_Objective_: Copy the listing from the line containing "of football player." through the end of the listing, substituting "lifted arm" for "raised arm" and leaving everything else unchanged.

-- START OF Data supplied --

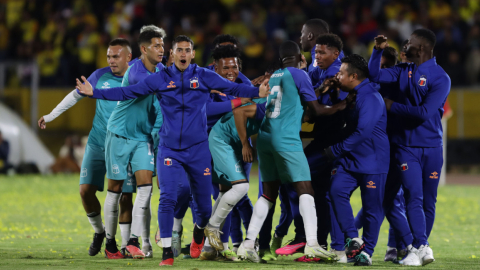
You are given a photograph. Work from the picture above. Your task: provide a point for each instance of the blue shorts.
(93, 170)
(227, 161)
(288, 167)
(121, 151)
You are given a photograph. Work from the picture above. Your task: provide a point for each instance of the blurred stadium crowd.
(69, 38)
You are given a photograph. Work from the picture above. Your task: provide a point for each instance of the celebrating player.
(417, 142)
(92, 177)
(280, 150)
(183, 90)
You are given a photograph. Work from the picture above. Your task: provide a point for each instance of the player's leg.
(198, 166)
(92, 178)
(343, 185)
(432, 167)
(372, 188)
(143, 165)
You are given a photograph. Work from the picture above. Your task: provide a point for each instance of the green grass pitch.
(43, 226)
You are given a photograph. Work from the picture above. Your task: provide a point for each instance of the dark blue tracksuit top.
(423, 91)
(183, 97)
(366, 150)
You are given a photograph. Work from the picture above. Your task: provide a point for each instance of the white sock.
(260, 211)
(217, 201)
(125, 232)
(146, 227)
(167, 242)
(227, 202)
(177, 224)
(309, 216)
(96, 222)
(111, 213)
(140, 209)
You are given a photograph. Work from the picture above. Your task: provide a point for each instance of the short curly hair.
(357, 65)
(331, 40)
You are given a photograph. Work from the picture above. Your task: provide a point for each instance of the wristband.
(237, 102)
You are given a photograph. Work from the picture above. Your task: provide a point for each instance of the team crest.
(423, 80)
(194, 83)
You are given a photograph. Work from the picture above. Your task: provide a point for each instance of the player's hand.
(262, 78)
(85, 89)
(381, 42)
(247, 153)
(388, 103)
(41, 123)
(264, 89)
(303, 63)
(246, 100)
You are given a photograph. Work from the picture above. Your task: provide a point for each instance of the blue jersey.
(327, 130)
(280, 129)
(102, 79)
(134, 119)
(366, 150)
(423, 91)
(226, 129)
(183, 97)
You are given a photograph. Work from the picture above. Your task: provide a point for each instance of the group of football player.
(377, 126)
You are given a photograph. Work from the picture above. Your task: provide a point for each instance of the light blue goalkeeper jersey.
(135, 119)
(102, 79)
(280, 129)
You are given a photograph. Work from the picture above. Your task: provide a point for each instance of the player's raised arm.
(145, 87)
(241, 116)
(215, 81)
(71, 99)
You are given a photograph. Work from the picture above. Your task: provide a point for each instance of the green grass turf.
(43, 226)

-- END OF Data supplied --

_The result_:
You are given a photograph. Work from the picture above. Your task: provide a point for each instance of the group of football player.
(377, 126)
You are given a photograph. Work from the picture above. Your task: provide a point for each instance of the light blue goalkeeper jersey.
(135, 119)
(102, 79)
(280, 129)
You are given a photograph. Work from the picture above. Your task: provide a point for each instance of the player's lifted arm.
(145, 87)
(241, 116)
(215, 81)
(71, 99)
You are given a photograph. Work from the picture above. Your task: provide a point for each instance of the green grass turf.
(43, 226)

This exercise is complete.